Text provided =
The theory of syllogism that Aristotle presents, of course, is metaphysical or metalogical, because the truths being discussed are truths about logic and are part of what Jonathan Lear calls the desire to understand “the broad structure of reality”. This structure is composed firstly, of man thinking in accordance with principles and, secondly, of the world constituted of principles or “forms”. Logos is about both kinds of principles or forms. Amongst these principles are those that explain why the physical world looks and behaves in the ways that it does as well as principles or forms governing our actions, e.g. moral principles, principles of justice. For both Aristotle and Kant, Logic governs both forms of discourse and reveals something of the broad structure of reality as well as the mind that desires to understand this reality.

Arendt’s fifth lecture on Kant’s Politics concerns the disappearance of what she previously referred to as the tension between politics (bios politikos) and Philosophy (bios theoretikos). There is no longer any need to write the rules for the lunatic asylum, she claims paradoxically. She attributes the disappearance of this need to the Philosophy of Kant but it is not clear how she wants to relate this claim to her claim that Kant did not set out to write anything one could call political philosophy. Many commentators disagree with Arendt on this latter claim. One commentator Otfried Höffe adopts a more critical approach:

“To the educated, Kant is known as the author of a critique of reason who tears down traditional metaphysics to create a new edifice on its ruins. They acknowledge his moral philosophy and perhaps his theory of art but not his philosophy of law and of government……Kant’s treatise on “Perpetual Peace” might play a prominent role in contemporary peace debates, but it is not fully acknowledged as an attempt to provide a foundation for a comprehensive philosophy of right and law that is linked to a doctrine of political prudence and a philosophy of history(Kant’s Cosmopolitan Theory of Law and Peace”, Introduction xv)

The above seems to agree with Arendt about the reconstructive effect of Kant’s critical philosophy. In this process of reconstruction Höffe points to 4 Kantian innovations:

“1. Kant is the first thinker and to date the only great thinker to have elevated the concept of peace to the status of a functional concept of philosophy.

2. He links this concept to the political innovation of his time, a Republic devoted to human rights.

3. He extends it with a Cosmopolitan perspective by adding the right of nations and Cosmopolitan law.

4. Finally, Plato’s notion of Philosopher-king’s receives a Republican bent with the concept of “kingly people”. Kings are not a separate elite, the philosophers, but rather the people themselves, insofar as they rule “themselves according to the laws of equality”

What the above fails to record is the close juxtaposition of morality and law in Kant’s theorising. Höffe also fails to acknowledge the Kantian prediction of the need for a United Nations to regulate international law and keep peace in the world. The role of the influence of Aristotle on Kant is also omitted in Höffe’s analysis. Höffe’s conclusive judgment does however run counter to Arendt’s position:

“Therefore, if one focuses on the central purpose of the legitimation of right and state on the basis of apriori concepts then Kant ranks among the classical thinkers of legal and political theory.” (Introduction xvi)

Given records =

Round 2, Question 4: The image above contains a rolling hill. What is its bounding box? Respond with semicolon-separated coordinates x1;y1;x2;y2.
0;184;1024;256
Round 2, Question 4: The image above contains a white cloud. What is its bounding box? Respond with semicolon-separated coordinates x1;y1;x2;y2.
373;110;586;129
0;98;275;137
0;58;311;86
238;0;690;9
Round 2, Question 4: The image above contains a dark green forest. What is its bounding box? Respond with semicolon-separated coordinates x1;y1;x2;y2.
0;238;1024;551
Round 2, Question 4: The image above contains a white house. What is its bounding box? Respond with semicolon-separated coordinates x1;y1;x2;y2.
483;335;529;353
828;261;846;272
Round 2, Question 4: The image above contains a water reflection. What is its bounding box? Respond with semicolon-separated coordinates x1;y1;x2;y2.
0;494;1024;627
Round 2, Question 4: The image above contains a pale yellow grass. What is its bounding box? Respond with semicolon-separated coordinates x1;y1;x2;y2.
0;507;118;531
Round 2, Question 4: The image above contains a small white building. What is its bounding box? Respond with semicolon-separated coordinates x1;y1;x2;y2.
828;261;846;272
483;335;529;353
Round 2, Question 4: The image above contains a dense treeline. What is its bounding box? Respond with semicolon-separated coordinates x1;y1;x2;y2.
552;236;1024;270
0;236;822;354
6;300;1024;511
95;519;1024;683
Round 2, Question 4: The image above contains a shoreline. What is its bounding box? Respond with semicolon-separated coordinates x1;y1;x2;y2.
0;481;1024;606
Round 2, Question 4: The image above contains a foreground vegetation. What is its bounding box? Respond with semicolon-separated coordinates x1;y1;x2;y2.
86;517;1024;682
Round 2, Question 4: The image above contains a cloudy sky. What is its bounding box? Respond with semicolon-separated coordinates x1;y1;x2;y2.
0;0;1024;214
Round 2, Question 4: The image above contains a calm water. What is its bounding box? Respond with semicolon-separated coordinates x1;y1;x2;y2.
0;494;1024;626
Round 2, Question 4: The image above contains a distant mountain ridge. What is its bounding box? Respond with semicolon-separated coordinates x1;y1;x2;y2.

Exercise requirements =
1/ In the passage on Kant's political philosophy, which concept does Höffe say Kant was the first thinker to raise to the status of a functional concept of philosophy?
2/ Reproduce word for word the portion of the passage on Kant's political philosophy that begins with the words "2. He links" and ends with "and Cosmopolitan law.".

Answers for this exercise =
1/ The concept of peace.

2/
2. He links this concept to the political innovation of his time, a Republic devoted to human rights.

3. He extends it with a Cosmopolitan perspective by adding the right of nations and Cosmopolitan law.